DIRECTIONS
A. In the forum thread below about toys that outlast a tennis ball, why does the first poster say tennis balls don't last long? Answer in one to three sentences.
B. From the forum thread below about toys that outlast a tennis ball, copy the passage from "I'm lucky if" to "to pop them." word for word.

# anything that lasts longer than a tennis ball?



## sagelfn (Aug 13, 2009)

I'm lucky if I can get a tennis ball to last more than 3 days. If we leave one out too long in this weather it freezes and then one good chomp by Sage and it splits in 2. He also likes to bite down and try to pop them.

Would something like a racquetball hold up better? 

looking for anything the same size with good bounce


----------



## SunCzarina (Nov 24, 2000)

Check out JW Pet Grass ball. It's got the same bounce, it's the same size and on the freak chance he gets it stuck in his throat, there's a hole in it and you can pry it out (which I have not had to do) This ball lasts forever, costs about $6. Otto is never without one!

The green and black spikey thing


----------



## tintallie (Aug 6, 2008)

JW Pet's Good/Bad Cuz! 

Miya, back when she was 4 months old with the large Bad Cuz.


----------



## GSDSunshine (Sep 7, 2009)

We also have a cuz (good cuz, large) and it is by far Dakota most favoritest fetch toy. We also have a Kong Ball, it is quite heavy, and so we don't play with it in the house, but it is pretty tough and boy does that thing go far. Imagine a bouncy ball you get from the coin machine... but bigger!


----------



## sagelfn (Aug 13, 2009)

LISTED ENTRIES
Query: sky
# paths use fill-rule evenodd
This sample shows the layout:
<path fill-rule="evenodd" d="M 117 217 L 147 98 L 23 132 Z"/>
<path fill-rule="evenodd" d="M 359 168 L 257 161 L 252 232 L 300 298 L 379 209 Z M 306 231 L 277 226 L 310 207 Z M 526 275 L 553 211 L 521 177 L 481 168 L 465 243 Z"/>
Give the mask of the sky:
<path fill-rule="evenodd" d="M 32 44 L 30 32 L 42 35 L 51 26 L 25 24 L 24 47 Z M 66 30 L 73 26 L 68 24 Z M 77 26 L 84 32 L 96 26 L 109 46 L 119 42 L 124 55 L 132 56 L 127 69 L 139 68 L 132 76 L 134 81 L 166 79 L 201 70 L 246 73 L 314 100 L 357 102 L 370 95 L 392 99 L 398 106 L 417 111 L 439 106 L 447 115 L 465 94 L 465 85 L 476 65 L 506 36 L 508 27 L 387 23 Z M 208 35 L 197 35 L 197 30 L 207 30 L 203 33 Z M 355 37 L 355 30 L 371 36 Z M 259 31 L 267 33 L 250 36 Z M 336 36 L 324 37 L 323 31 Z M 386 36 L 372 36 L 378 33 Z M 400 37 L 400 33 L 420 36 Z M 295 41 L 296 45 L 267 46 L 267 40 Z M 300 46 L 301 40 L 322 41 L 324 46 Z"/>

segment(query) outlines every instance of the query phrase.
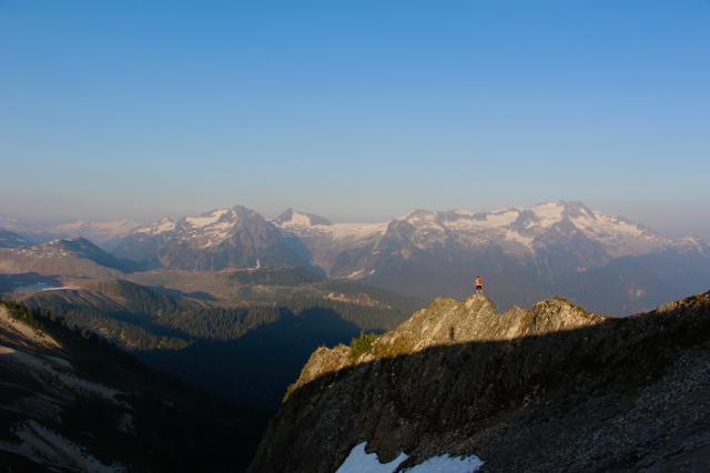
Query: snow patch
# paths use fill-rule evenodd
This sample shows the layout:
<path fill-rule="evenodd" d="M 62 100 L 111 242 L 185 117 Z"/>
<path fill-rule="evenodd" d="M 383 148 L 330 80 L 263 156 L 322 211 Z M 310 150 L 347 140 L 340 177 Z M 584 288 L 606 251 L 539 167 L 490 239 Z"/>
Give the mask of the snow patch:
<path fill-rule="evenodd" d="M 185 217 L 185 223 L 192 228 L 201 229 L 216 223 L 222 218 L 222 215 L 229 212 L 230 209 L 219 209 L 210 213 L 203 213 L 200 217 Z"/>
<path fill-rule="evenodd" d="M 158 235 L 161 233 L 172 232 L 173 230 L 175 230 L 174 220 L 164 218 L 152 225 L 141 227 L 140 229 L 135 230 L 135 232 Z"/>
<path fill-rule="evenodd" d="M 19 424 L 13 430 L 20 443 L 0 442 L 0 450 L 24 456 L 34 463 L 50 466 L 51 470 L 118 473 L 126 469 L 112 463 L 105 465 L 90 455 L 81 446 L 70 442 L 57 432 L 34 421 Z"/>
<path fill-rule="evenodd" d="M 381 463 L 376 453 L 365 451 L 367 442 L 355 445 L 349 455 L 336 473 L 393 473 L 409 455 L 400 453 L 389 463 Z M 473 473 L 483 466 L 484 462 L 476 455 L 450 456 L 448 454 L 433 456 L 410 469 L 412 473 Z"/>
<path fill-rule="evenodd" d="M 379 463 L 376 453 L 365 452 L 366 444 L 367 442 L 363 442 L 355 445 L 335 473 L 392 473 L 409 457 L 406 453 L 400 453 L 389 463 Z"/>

--

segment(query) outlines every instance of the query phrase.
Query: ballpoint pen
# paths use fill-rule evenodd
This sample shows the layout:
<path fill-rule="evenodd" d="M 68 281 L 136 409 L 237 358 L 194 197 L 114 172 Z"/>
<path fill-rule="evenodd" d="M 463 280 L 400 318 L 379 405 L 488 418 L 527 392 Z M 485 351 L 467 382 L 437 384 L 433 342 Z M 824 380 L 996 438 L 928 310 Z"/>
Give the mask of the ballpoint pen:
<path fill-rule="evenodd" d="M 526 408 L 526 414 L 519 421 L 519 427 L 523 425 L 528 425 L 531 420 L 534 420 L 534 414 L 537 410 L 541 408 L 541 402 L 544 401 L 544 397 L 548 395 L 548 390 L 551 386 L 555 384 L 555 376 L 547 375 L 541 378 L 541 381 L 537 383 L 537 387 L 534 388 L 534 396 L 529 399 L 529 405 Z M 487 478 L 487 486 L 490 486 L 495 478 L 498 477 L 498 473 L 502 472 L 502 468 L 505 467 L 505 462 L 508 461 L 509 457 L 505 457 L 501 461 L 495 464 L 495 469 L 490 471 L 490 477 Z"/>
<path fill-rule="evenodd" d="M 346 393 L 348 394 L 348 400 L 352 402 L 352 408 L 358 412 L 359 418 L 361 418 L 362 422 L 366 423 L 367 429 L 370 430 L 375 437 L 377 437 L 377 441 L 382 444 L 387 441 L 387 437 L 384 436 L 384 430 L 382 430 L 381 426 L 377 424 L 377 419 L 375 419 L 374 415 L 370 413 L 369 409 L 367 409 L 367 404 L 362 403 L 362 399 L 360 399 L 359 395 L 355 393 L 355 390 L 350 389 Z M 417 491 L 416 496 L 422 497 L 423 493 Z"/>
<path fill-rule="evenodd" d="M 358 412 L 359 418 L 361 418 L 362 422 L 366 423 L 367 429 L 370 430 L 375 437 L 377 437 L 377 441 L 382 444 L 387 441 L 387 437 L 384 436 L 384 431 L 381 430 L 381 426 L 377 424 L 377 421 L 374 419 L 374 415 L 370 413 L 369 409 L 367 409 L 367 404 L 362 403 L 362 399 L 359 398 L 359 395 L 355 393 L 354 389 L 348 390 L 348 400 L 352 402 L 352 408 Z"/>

---

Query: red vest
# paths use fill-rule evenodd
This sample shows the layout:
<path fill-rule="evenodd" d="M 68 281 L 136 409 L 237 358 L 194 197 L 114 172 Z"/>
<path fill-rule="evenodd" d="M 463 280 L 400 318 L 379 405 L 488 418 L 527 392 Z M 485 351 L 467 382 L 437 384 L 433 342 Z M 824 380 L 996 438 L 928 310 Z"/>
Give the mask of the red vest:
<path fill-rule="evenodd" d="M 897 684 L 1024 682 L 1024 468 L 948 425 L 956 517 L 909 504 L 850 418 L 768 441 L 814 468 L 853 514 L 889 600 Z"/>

TASK ANSWERS
A. If a tennis ball is left out too long in the cold weather, it freezes, and then one good chomp by Sage splits it in two. Sage also likes to bite down on the balls and try to pop them, so the poster is lucky to get one to last more than three days.

B.
I'm lucky if I can get a tennis ball to last more than 3 days. If we leave one out too long in this weather it freezes and then one good chomp by Sage and it splits in 2. He also likes to bite down and try to pop them.